Oct 27, 2005

Essential reading

Richard Davenport-Hines reviews Theodore Dalrymple's latest book, Our Culture, What's Left Of It, for the Times Literary Supplement. If you're not familiar with Dalrymple, who also writes under the name Anthony Daniels, you should probably read this book, which contains essays previously published in a number of magazines.
Dalrymple has, it must be stressed, written an urgent, important, almost an essential book. Our Culture, What’s Left of It needs to be read and acted on by policy-makers, by opinion-formers, and anyone who wants to grasp why Britain has become so much less pleasant a country in which to live. The book is elegantly written, conscientiously argued, provocative and fiercely committed: “one gets more real truth out of one avowed partisan than out of a dozen of your sham impartialists”, Robert Louis Stevenson said. Dalrymple’s information is often unpalatable, but always arresting. He reports, for example, that many young Muslim women come to his practice in suicidal despair at their enforced marriages to close relations, “usually first cousins”, and deplores how journalists, “for fear of giving offence”, seldom allude to “the extremely high rate of genetic illnesses among the offspring of consanguineous marriages”. His measured polemics arouse disgust, shame and despair: they will shake many readers’ views of their physical surroundings and cultural assumptions, and have an enriching power to improve the way that people think and act.

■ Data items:
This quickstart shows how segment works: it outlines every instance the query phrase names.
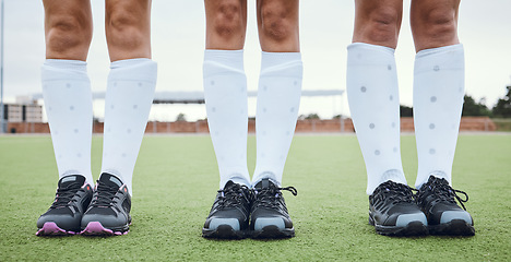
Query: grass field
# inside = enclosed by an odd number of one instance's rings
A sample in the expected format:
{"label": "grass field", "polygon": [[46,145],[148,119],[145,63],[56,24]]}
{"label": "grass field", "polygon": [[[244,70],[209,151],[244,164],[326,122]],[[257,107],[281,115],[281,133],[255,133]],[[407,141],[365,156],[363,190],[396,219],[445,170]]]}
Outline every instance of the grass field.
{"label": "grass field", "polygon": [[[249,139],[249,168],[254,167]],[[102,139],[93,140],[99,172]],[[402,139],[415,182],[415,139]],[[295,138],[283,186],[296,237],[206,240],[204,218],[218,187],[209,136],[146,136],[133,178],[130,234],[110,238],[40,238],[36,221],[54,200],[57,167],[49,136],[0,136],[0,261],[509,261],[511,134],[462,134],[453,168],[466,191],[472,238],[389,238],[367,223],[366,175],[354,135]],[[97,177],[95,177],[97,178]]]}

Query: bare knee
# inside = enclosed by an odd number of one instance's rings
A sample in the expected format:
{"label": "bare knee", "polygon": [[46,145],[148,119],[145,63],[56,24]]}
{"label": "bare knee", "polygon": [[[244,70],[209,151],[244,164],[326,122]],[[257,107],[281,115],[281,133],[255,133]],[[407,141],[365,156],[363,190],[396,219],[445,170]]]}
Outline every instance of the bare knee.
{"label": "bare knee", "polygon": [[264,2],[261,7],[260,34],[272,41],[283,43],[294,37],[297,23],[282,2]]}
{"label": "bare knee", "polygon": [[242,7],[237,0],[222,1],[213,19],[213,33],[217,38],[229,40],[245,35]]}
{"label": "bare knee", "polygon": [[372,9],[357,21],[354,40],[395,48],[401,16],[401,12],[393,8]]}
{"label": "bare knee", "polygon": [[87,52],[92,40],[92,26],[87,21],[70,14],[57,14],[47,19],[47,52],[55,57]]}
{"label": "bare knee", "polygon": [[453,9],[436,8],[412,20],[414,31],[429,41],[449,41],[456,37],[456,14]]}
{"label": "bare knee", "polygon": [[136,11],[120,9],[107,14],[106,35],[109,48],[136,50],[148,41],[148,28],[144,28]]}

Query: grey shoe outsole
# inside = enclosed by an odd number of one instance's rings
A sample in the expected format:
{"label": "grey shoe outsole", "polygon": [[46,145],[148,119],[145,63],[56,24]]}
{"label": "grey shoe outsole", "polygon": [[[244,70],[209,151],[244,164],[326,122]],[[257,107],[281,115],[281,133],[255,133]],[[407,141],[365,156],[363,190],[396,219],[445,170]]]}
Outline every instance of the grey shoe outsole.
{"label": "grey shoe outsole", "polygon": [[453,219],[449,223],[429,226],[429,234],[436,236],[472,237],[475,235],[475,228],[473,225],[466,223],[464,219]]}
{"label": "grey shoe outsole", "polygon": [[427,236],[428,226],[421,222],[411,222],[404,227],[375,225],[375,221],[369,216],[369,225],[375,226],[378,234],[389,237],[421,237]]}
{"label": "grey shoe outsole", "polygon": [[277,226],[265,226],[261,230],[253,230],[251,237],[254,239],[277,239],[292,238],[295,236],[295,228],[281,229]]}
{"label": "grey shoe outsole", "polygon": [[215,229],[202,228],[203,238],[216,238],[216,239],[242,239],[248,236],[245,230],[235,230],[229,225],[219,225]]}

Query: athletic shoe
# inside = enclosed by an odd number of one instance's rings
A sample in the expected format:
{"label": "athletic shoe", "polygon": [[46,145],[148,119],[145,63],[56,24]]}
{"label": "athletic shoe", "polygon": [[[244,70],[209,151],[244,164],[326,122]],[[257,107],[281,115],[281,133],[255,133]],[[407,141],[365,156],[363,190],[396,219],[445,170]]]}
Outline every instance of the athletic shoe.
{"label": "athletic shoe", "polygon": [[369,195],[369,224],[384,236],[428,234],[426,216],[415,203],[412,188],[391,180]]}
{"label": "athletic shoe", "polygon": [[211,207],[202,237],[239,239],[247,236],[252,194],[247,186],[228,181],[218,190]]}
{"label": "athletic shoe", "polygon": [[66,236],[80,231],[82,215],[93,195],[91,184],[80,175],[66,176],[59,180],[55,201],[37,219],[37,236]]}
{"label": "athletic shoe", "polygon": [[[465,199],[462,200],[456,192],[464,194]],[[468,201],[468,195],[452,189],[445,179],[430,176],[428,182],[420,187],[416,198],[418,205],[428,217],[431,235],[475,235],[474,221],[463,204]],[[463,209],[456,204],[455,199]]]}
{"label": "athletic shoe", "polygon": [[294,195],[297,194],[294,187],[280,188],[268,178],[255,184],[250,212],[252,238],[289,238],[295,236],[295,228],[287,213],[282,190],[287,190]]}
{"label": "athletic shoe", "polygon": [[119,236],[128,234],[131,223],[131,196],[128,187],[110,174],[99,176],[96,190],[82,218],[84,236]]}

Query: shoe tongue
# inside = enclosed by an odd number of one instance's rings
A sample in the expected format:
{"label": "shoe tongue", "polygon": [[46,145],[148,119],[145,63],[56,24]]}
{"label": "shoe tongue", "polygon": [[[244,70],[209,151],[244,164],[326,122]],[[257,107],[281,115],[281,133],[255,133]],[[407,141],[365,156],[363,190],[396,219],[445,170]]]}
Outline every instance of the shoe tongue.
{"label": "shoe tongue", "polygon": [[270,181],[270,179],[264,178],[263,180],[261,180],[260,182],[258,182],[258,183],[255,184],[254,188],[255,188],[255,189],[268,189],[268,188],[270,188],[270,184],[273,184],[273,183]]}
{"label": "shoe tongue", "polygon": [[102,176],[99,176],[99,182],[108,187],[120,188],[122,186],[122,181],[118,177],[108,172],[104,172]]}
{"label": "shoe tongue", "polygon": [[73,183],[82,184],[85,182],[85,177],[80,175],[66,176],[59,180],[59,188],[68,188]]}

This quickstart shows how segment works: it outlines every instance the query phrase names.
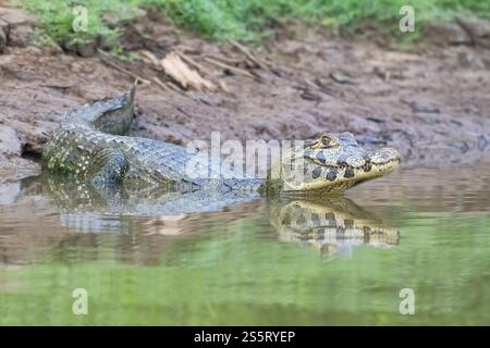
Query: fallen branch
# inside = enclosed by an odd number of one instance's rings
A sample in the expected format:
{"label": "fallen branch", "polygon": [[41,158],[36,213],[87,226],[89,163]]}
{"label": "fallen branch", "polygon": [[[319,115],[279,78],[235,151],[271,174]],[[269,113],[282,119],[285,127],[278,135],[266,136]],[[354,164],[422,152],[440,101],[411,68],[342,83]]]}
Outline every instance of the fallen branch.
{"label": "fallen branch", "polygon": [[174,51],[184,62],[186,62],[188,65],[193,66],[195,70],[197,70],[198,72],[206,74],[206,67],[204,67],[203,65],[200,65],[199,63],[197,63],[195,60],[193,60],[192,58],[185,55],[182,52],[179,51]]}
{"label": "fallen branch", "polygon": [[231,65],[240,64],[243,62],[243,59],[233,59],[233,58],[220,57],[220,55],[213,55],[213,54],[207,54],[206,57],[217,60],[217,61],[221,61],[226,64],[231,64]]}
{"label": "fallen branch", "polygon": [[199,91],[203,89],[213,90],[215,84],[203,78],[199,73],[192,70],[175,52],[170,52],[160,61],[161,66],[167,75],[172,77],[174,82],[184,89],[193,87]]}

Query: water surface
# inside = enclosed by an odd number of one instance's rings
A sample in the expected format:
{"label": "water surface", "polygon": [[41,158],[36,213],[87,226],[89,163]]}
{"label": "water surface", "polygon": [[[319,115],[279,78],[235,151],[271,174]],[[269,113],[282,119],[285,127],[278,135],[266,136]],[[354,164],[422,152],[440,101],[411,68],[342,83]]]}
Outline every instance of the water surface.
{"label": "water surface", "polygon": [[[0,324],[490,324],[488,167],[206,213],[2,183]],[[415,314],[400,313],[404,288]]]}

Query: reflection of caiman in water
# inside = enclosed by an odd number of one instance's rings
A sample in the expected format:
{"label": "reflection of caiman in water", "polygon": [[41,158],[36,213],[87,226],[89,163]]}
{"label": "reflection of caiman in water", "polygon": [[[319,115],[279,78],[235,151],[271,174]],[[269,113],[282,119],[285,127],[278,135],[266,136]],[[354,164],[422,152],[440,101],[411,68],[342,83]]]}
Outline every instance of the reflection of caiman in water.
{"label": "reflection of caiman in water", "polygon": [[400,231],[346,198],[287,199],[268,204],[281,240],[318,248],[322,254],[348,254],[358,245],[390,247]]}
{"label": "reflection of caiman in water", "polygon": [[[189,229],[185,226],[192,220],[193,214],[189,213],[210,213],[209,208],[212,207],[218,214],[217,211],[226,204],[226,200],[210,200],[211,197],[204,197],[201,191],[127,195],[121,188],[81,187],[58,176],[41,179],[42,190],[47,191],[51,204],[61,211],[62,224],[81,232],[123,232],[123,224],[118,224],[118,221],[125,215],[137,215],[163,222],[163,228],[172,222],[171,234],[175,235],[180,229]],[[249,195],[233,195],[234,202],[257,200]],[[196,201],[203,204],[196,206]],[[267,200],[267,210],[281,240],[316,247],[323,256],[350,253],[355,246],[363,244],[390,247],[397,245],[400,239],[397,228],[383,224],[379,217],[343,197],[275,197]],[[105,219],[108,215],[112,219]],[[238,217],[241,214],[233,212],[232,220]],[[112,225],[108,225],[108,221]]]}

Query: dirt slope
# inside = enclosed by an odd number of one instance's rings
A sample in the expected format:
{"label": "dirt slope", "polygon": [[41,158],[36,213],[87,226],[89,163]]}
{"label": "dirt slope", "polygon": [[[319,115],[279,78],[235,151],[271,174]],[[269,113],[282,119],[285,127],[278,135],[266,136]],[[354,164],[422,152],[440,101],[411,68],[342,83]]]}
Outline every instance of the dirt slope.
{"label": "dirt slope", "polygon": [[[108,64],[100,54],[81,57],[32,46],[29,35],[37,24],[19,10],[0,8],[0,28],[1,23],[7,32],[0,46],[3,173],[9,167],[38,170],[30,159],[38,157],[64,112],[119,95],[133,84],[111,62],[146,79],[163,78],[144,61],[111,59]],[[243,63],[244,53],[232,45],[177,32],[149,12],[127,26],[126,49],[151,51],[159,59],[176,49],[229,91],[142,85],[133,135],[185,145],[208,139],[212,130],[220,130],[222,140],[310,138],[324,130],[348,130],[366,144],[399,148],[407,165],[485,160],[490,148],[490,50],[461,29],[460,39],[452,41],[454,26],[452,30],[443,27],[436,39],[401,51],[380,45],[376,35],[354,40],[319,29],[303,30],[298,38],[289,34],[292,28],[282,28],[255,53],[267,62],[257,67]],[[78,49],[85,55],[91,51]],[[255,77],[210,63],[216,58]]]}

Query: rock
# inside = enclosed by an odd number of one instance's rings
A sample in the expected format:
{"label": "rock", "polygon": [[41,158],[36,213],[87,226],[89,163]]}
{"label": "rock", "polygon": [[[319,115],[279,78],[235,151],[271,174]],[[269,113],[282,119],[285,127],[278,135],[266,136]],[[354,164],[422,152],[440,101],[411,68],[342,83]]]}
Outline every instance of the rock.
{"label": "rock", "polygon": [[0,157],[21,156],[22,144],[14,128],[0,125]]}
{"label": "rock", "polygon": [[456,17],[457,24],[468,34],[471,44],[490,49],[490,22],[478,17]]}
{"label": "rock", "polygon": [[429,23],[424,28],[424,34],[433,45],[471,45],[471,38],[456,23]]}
...
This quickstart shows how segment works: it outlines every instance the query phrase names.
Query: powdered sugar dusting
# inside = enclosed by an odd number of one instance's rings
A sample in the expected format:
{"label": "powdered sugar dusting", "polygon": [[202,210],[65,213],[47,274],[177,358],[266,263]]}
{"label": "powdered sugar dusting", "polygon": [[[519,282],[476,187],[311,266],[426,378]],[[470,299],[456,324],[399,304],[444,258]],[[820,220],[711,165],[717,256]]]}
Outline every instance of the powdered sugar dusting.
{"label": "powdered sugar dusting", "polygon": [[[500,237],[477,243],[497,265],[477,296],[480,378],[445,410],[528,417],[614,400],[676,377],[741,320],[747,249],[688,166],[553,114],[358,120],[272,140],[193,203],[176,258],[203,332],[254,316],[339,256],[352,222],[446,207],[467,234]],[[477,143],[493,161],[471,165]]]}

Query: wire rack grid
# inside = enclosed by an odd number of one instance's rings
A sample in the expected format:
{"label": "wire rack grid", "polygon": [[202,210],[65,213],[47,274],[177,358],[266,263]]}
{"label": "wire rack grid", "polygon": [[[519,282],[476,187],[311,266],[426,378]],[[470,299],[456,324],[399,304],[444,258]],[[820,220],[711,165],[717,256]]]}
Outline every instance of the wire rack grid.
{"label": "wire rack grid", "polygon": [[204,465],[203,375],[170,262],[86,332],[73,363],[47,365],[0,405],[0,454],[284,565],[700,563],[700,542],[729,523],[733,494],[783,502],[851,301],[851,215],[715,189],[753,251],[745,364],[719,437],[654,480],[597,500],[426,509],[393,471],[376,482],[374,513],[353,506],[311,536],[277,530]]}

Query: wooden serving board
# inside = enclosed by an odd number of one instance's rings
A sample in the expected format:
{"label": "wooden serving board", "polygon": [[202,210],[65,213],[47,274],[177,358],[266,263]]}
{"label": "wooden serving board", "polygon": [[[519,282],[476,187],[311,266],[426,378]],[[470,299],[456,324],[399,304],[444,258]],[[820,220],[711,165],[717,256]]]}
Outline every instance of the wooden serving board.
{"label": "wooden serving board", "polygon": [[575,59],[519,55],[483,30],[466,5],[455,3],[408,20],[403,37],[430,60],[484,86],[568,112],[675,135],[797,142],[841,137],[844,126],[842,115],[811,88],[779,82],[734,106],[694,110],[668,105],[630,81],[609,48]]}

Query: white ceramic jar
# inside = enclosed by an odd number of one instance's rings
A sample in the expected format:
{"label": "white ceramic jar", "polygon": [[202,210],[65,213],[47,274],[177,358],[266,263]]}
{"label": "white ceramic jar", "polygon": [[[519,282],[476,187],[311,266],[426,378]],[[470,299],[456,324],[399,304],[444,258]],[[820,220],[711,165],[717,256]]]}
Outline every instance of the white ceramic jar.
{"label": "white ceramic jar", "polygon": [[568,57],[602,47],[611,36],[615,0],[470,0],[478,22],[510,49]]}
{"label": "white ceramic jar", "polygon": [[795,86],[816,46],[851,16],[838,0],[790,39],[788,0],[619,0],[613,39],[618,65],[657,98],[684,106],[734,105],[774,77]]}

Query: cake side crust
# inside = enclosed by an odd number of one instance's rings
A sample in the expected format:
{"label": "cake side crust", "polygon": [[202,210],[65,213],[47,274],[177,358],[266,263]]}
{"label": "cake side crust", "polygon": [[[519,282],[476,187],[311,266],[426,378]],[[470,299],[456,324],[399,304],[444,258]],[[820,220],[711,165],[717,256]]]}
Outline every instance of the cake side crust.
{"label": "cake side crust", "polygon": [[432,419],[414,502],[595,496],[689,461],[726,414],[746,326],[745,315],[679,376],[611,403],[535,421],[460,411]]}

■ Task goal:
Output the part of the review that begins at the words "Richard Davenport-Hines reviews" and stops after the words "number of magazines.". These entries are separate material, apart from the review.

■ Answer box:
Richard Davenport-Hines reviews Theodore Dalrymple's latest book, Our Culture, What's Left Of It, for the Times Literary Supplement. If you're not familiar with Dalrymple, who also writes under the name Anthony Daniels, you should probably read this book, which contains essays previously published in a number of magazines.